- _Tareas propuestas_
**a)** Por favor, convierte en una lista el párrafo del texto sobre lenguaje y percepción que comienza con «Recientemente he leído». Conserva sus datos principales.
**b)** Extrae de las filas cada línea donde aparezca la palabra "each". Las mayúsculas y minúsculas cuentan.

- _Texto proporcionado_
================

Me apasiona el estudio de la naturaleza del lenguaje y su relación con la percepción y la imaginación, que son lo mismo, como trataré de explicar en esta serie. Pero no me interesa desde una perspectiva «física», cuando se habla del cerebro, sus hemisferios, neuronas y demás, sino desde la experiencia directa, la percepción en sí, el modo en que entendemos el mundo y a nosotros mismos y cómo afecta esto al lenguaje y viceversa.
Recientemente he leído Salvar las apariencias de Owen Barfield, uno de los padres fundadores de los Inklings. Barfield explora en este libro —y a lo largo de toda su obra— la relación entre la conciencia humana y el uso y desarrollo del lenguaje, y qué supone esto para el devenir del ser humano. Usa una nomenclatura propia, con pocos conceptos claramente explicados, que describen las transformaciones de la conciencia humana y de cómo el lenguaje refleja el modo perceptivo y participativo respecto a la realidad.
Para comprender mejor esto y poder contextualizar mejor mi comentario, tratemos algunos de los conceptos principales presentados en la obra. Primero, veamos la idea de figuración:
«[…] Las dos cosas más importantes que hemos de recordar sobre la percepción son: primero, que no debemos confundir lo percibido con su causa. No oigo moléculas ondulantes en el aire; el nombre de lo que oigo es sonido. No toco un sistema móvil de ondas o átomos y electrones con espacios vacíos relativamente vastos entre sí; el nombre de lo que toco es materia. Segundo, que no percibo una cosa sólo con mis órganos sensoriales, sino con gran parte de todo mi ser. Así, puedo afirmar con toda naturalidad que “oigo cantar a un tordo”. Pero, en rigor, todo lo que “oigo”, […] es sonido. Cuando “oigo cantar a un tordo”, no oigo sólo con mis oídos, sino con toda una variedad de otras cosas, como hábitos mentales, memoria, imaginación, sentimiento y (en la medida en que el acto de atención implica) voluntad.»[1]
A partir de ahí hacemos figuraciones:
«Suponiendo que el mundo cuya existencia es independiente de nuestra sensación y nuestra percepción estuviera compuesto solamente de “partículas”, se precisan dos operaciones para producir el mundo familiar que conocemos. En primer lugar, los órganos de los sentidos han de estar relacionados con las partículas de modo que en ellos puedan originarse sensaciones; y, en segundo lugar, la mente percipiente debe combinar estas meras sensaciones y construir con ellas los objetos reconocibles y nombrables que llamamos “cosas”. Este trabajo de construcción es el que aquí denominaremos figuración.»[2]
Se entiende que percibir es interpretar, hallar y generar significados y participar en ellos. Somos sujetos que formamos parte de una realidad mucho más amplia y no estamos separados de ella. El autor dice que, al menos hasta la Edad Media —el libro se centra en Occidente—, el modo en que los seres humanos entendíamos el mundo era sabiéndonos partícipes de él, en el que no hay separación real entre el observador y lo observado. A esto lo llama participación original.

================

- _Filas de datos_
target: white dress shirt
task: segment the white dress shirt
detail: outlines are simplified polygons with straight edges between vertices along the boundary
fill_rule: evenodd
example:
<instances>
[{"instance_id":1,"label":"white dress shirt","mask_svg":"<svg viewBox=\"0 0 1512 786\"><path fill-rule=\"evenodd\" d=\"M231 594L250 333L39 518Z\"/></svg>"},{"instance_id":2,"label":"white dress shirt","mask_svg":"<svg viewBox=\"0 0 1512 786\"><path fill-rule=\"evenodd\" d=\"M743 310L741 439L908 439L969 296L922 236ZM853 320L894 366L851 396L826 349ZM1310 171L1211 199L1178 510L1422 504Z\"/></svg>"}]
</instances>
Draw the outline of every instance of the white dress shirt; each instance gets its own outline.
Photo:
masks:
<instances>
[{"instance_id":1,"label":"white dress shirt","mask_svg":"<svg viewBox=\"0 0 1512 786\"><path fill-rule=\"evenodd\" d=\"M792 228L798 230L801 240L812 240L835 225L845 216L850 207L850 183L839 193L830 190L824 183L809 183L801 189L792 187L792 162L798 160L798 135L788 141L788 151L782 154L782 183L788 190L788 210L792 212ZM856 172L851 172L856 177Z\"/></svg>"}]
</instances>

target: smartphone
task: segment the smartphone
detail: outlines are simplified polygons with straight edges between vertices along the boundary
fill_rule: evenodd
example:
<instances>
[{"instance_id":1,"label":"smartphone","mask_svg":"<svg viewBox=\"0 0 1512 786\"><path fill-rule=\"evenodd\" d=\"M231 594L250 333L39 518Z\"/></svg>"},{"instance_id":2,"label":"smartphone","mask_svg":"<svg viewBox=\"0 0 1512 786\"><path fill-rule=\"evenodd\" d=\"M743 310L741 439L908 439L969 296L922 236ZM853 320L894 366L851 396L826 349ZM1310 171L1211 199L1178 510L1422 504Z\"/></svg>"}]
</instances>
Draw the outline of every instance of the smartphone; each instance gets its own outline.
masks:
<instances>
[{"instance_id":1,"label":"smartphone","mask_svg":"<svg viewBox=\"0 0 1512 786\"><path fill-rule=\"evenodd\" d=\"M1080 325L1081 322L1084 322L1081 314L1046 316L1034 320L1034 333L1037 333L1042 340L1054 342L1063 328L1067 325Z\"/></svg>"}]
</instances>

================

- _Las soluciones_
**a)**
- Lectura reciente: *Salvar las apariencias*, de Owen Barfield, uno de los padres fundadores de los Inklings.
- Tema del libro y de toda la obra de Barfield: la relación entre la conciencia humana y el uso y desarrollo del lenguaje, y lo que esto supone para el devenir del ser humano.
- Método: una nomenclatura propia, con pocos conceptos claramente explicados.
- Función de esos conceptos: describir las transformaciones de la conciencia humana y cómo el lenguaje refleja el modo perceptivo y participativo respecto a la realidad.

**b)**
Draw the outline of every instance of the white dress shirt; each instance gets its own outline.
Draw the outline of every instance of the smartphone; each instance gets its own outline.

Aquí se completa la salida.